EXCERPTED PASSAGE:
The range consists of six massifs separated by deep gorges, namely: Mount Stanley (5,109 metres (16,762 ft)); Mount Speke (4,890 metres (16,040 ft)); Mount Baker (4,843 metres (15,889 ft)); Mount Emin (4,798 metres (15,741 ft)); Mount Gessi (4,715 metres (15,469 ft)) and Mount Luigi di Savoia (4,627 metres (15,180 ft)). Mount Stanley has several subsidiary summits, with Margherita Peak being the highest point. At an elevation of 5,109 m (16,763 ft), it is the highest mountain of both the Democratic Republic of the Congo and Uganda, and the third highest in Africa, after Kilimanjaro (5,895 m) and Mount Kenya (5,199 m).
With its five overlapping vegetation zones― the evergreen forest zone (up to 2,800 metres (9,200 ft)); the bamboo zone (2,800 to 3,300 metres (9,200 to 10,800 ft)); the heather zone (3,000 to 3,800 metres (9,800 to 12,500 ft)); the alpine zone (3,500 to 4,500 metres (11,500 to 14,800 ft)); and, the nival zone (4,400 to 5,000 metres (14,400 to 16,400 ft)), the Rwenzoris, offer tourists a better nature experience, consisting of 99,600 ha of alpine vegetation, most of it rare and or unique to the Rwenzoris.
At higher elevations, some plants reach an enormous size, such as the giant lobelia and groundsels, thus the term “Africa’s botanical big game.” The spectacular snow-capped peaks and glaciers, melt into fast-flowing rivers, which squeeze into V-shaped valleys and narrow gorges, emerging as magnificent waterfalls that feed the clear blue lakes that dot the surreal, boggy Afro-alpine moorlands downstream.

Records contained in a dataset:

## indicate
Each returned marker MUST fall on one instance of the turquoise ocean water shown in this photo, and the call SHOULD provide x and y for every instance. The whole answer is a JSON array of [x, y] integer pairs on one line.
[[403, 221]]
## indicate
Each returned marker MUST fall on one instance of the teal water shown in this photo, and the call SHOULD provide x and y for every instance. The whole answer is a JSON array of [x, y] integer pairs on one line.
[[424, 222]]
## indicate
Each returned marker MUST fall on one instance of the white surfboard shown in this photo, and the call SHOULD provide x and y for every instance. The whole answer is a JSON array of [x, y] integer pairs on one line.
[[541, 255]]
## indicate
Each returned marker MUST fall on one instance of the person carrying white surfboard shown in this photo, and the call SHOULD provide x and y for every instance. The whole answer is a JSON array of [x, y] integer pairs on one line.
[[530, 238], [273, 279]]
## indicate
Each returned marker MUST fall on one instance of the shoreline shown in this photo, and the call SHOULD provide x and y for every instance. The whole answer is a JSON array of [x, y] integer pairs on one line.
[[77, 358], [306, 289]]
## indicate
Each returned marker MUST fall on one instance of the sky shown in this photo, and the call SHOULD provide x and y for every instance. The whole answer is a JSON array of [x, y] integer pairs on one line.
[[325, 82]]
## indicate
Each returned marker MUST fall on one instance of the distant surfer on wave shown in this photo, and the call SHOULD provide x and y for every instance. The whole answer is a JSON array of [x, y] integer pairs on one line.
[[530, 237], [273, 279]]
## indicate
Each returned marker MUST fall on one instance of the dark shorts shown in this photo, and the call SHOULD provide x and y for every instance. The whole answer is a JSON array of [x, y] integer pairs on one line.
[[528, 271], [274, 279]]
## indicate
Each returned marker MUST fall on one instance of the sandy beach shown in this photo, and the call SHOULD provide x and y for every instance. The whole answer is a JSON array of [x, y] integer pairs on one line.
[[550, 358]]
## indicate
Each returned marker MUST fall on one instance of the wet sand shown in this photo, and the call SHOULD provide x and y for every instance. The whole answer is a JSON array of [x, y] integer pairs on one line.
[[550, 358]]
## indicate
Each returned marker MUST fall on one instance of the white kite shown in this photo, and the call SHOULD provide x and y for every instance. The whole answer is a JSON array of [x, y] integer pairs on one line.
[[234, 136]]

REQUIRED ACTION A:
In the passage on the Rwenzori range, what is the highest point of Mount Stanley?
REQUIRED ACTION B:
Using the passage on the Rwenzori range, decide whether each statement agrees with it: (i) Mount Speke is higher than Mount Baker; (ii) the bamboo zone reaches above 3,500 metres; (iii) the range is made up of five massifs.
REQUIRED ACTION C:
Carry on the passage on the Rwenzori range beyond its final sentence.

WRITTEN REPLY A:
Margherita Peak

WRITTEN REPLY B:
(i) Yes: "Mount Speke (4,890 metres (16,040 ft)); Mount Baker (4,843 metres (15,889 ft))"
(ii) No: "the bamboo zone (2,800 to 3,300 metres (9,200 to 10,800 ft))"
(iii) No: "The range consists of six massifs separated by deep gorges"

WRITTEN REPLY C:
The montane forests that form the lower part of the mountains are also home to threatened species such as the African forest elephant, eastern chimpanzee, l’Hoest’s monkey and the very rare and endangered Rwenzori black-fronted duiker. The entire Rwenzori Mountains National Park- an expanse of nearly 100,000 ha is home to 70 mammals and 217 birds; 19 of which are endemic to the Albertine Rift.
Measuring 996km2 the park was gazetted in 1991 and was recognized as a World Heritage site in 1994 and Ramsar site in 2008.
Mt. Rwenzori was christened the “Mountains of the Moon” by the Alexandrine geographer Ptolemy in AD 150. The explorer Henry Stanley placed the Rwenzori on the map on May 24th 1888, labelling it ‘Ruwenzori’, a local name which he recorded as meaning “Rain-Maker” or “Cloud-King.”